▶ **Information given**
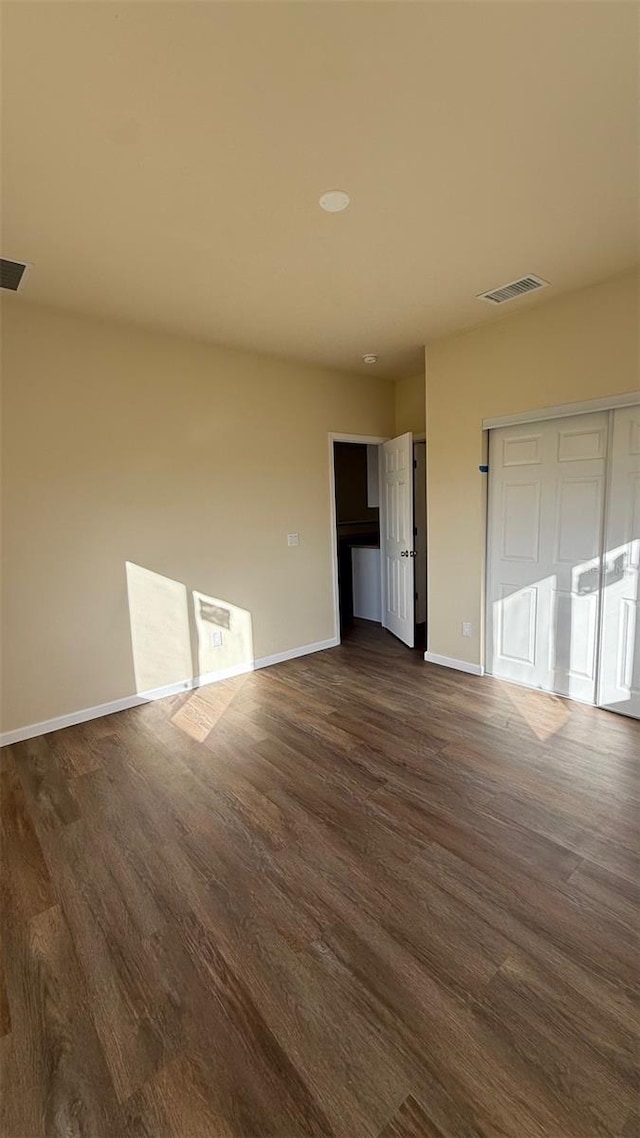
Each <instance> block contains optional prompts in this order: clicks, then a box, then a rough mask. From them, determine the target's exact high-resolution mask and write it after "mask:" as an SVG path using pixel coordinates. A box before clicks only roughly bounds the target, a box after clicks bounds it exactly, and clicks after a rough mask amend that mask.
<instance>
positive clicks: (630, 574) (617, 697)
mask: <svg viewBox="0 0 640 1138" xmlns="http://www.w3.org/2000/svg"><path fill="white" fill-rule="evenodd" d="M613 419H614V429H613V439H612V447H610V473H609V493H608V500H607V523H606V534H605V569H604V574H602V616H601V635H600V661H599V693H598V702H599V703H600V706H601V707H606V708H609V709H610V710H612V711H621V712H622V714H623V715H629V716H633V717H634V718H635V719H639V718H640V595H639V594H640V406H635V407H621V409H620V410H617V411H615V412H614V417H613Z"/></svg>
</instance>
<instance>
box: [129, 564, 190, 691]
mask: <svg viewBox="0 0 640 1138" xmlns="http://www.w3.org/2000/svg"><path fill="white" fill-rule="evenodd" d="M126 591H128V595H129V616H130V622H131V646H132V650H133V670H134V674H136V691H137V692H138V694H143V693H145V692H149V691H153V690H154V688H156V687H164V686H166V685H169V684H179V683H184V682H189V681H191V678H192V675H194V668H192V662H191V637H190V635H189V607H188V594H187V588H186V586H184V585H182V584H181V583H180V582H178V580H172V579H171V577H163V576H161V574H157V572H153V571H151V570H150V569H143V568H142V566H138V564H134V563H133V562H132V561H128V562H126Z"/></svg>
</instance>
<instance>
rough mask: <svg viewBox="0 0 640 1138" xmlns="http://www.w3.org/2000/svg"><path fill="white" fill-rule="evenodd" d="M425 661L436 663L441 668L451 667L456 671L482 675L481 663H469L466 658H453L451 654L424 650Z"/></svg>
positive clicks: (451, 667) (483, 672) (450, 667)
mask: <svg viewBox="0 0 640 1138" xmlns="http://www.w3.org/2000/svg"><path fill="white" fill-rule="evenodd" d="M425 660H426V662H427V663H438V665H440V666H441V667H442V668H453V669H454V670H456V671H467V673H468V674H469V675H470V676H484V668H483V666H482V663H469V662H468V661H467V660H454V659H453V657H452V655H438V654H437V653H436V652H425Z"/></svg>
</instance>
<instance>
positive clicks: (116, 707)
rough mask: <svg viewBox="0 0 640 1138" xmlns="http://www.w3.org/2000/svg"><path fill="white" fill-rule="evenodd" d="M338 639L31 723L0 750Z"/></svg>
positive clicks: (3, 742)
mask: <svg viewBox="0 0 640 1138" xmlns="http://www.w3.org/2000/svg"><path fill="white" fill-rule="evenodd" d="M338 644H339V640H337V637H335V636H334V637H331V640H327V641H317V642H315V643H314V644H302V645H301V646H300V648H290V649H287V651H285V652H277V653H276V654H274V655H263V657H261V658H260V659H257V660H249V661H247V662H246V663H236V665H233V667H231V668H222V669H220V671H207V673H205V674H204V675H202V676H194V678H191V679H183V681H179V682H178V683H175V684H166V685H165V686H164V687H155V688H153V691H149V692H139V693H138V694H137V695H125V696H124V698H123V699H121V700H112V702H110V703H98V704H97V706H96V707H92V708H82V710H80V711H71V712H69V714H68V715H60V716H57V717H56V718H55V719H44V720H43V721H42V723H32V724H28V725H27V726H26V727H16V729H15V731H6V732H3V733H2V734H0V747H10V744H11V743H22V742H23V740H25V739H34V737H35V736H36V735H49V734H50V733H51V732H52V731H61V729H63V728H64V727H75V726H76V724H79V723H88V721H89V720H90V719H100V718H101V717H102V716H106V715H114V714H115V712H116V711H128V710H129V709H130V708H136V707H140V704H142V703H151V702H153V701H154V700H163V699H166V696H167V695H178V694H180V692H190V691H195V690H196V688H197V687H206V686H207V684H219V683H221V681H223V679H232V678H233V677H235V676H243V675H246V674H247V673H248V671H259V670H260V669H261V668H270V667H272V665H274V663H284V662H285V661H286V660H295V659H297V657H300V655H310V654H311V653H312V652H323V651H325V650H326V649H328V648H337V645H338Z"/></svg>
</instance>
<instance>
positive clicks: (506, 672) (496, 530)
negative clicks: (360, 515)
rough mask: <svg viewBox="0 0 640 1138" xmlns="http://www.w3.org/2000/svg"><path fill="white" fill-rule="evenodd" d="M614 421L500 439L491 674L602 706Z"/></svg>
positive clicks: (490, 525)
mask: <svg viewBox="0 0 640 1138" xmlns="http://www.w3.org/2000/svg"><path fill="white" fill-rule="evenodd" d="M607 431H608V414H607V413H597V414H585V415H575V417H572V418H567V419H557V420H550V421H547V422H540V423H535V424H533V423H532V424H527V426H525V427H506V428H501V429H500V430H495V431H492V432H491V439H490V484H489V549H487V554H489V556H487V570H489V572H487V621H486V627H487V661H486V662H487V670H489V671H491V673H492V674H493V675H495V676H501V677H503V678H504V679H512V681H516V682H518V683H524V684H527V685H528V686H532V687H541V688H543V690H545V691H553V692H558V693H559V694H563V695H572V696H574V698H575V699H581V700H585V701H588V702H591V703H592V702H593V701H594V698H596V645H597V640H598V635H597V634H598V611H599V610H598V597H599V577H600V545H601V538H602V511H604V495H605V464H606V454H607Z"/></svg>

▶ **How to complete this task**
Where a line of the listing holds "rough", show that line.

▶ **Solution to this task**
Each <instance> block contains optional prompts in this order: clicks, then a box, then a rough mask. From them, determine the target's exact high-resolution mask and write it after "mask:" as an SVG path using pixel coordinates. A box before clicks only roughly bounds the target, a box after clicks bounds it exactly, and clicks after a rough mask amend that mask.
rough mask: <svg viewBox="0 0 640 1138" xmlns="http://www.w3.org/2000/svg"><path fill="white" fill-rule="evenodd" d="M425 661L436 663L441 668L451 667L456 671L482 675L481 663H469L466 658H453L451 654L424 650Z"/></svg>
rough mask: <svg viewBox="0 0 640 1138" xmlns="http://www.w3.org/2000/svg"><path fill="white" fill-rule="evenodd" d="M338 639L31 723L0 750Z"/></svg>
rough mask: <svg viewBox="0 0 640 1138" xmlns="http://www.w3.org/2000/svg"><path fill="white" fill-rule="evenodd" d="M614 421L500 439L491 674L602 706Z"/></svg>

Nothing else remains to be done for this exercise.